■ **OBJETIVO DE LA TAREA**
Reproduce el texto de origen desde "Es cierto que" hasta "mínimos casi históricos.", ambos incluidos.

■ **TEXTO DE ORIGEN**
*****

Es cierto que había agujeros en esa red de seguridad y muchas personas sufrieron. Sin embargo, pudimos haber emparchado esos agujeros. Sí, la asistencia de emergencias cuesta mucho dinero, pero podemos costearla: el gobierno federal ha estado pidiendo préstamos enormes, pero las tasas de interés han permanecido en mínimos casi históricos.

Veámoslo así: en su punto más riguroso, el confinamiento parece haber reducido poco más del 10% del PIB. Durante la Segunda Guerra Mundial, Estados Unidos gastó más del 30% del PIB en defensa, durante más de tres años. ¿Por qué no podíamos absorber un costo mucho más pequeño durante unos cuantos meses?

Así que hacer lo necesario para contener el coronavirus habría sido fastidioso, pero completamente viable.

*****

■ **INFORMACIÓN PROPORCIONADA**

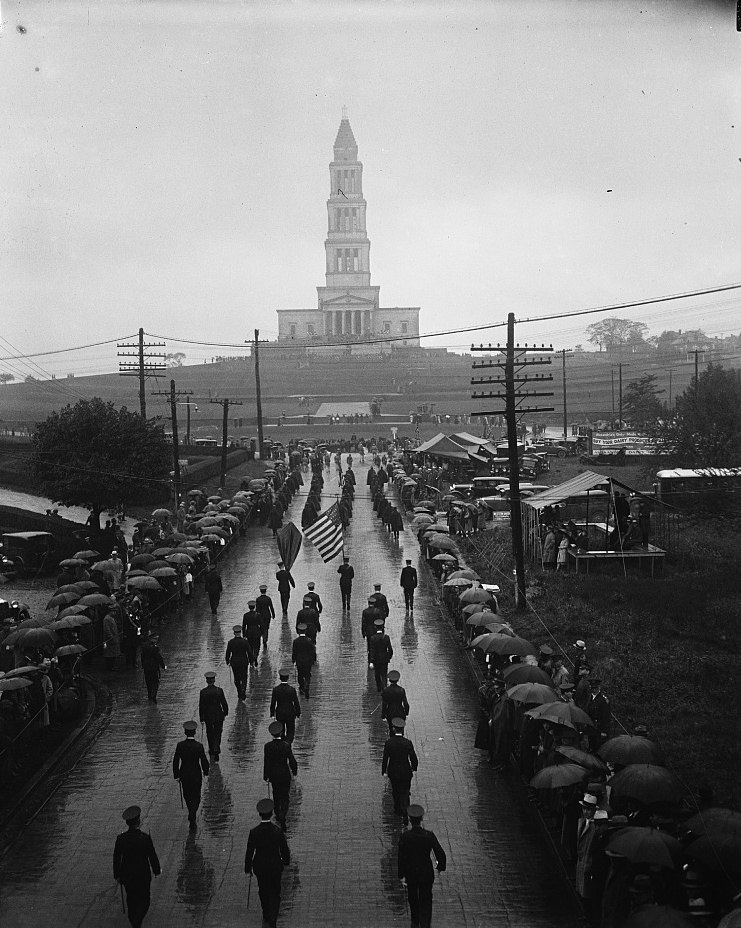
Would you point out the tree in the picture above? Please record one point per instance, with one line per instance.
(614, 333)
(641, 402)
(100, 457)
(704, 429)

*****

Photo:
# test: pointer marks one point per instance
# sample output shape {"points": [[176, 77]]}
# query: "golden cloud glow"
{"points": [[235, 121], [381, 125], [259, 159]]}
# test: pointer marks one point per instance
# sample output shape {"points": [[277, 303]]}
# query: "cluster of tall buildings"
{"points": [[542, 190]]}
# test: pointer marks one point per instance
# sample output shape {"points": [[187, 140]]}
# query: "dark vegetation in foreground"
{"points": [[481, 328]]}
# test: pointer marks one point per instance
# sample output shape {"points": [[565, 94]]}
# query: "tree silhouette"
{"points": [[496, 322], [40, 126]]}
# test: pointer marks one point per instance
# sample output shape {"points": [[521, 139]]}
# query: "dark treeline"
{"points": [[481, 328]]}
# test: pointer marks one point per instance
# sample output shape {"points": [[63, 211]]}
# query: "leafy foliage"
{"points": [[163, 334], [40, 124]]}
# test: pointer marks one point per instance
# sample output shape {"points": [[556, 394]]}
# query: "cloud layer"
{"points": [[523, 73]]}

*****

■ **SOLUCIÓN DEL EJERCICIO**
Es cierto que había agujeros en esa red de seguridad y muchas personas sufrieron. Sin embargo, pudimos haber emparchado esos agujeros. Sí, la asistencia de emergencias cuesta mucho dinero, pero podemos costearla: el gobierno federal ha estado pidiendo préstamos enormes, pero las tasas de interés han permanecido en mínimos casi históricos.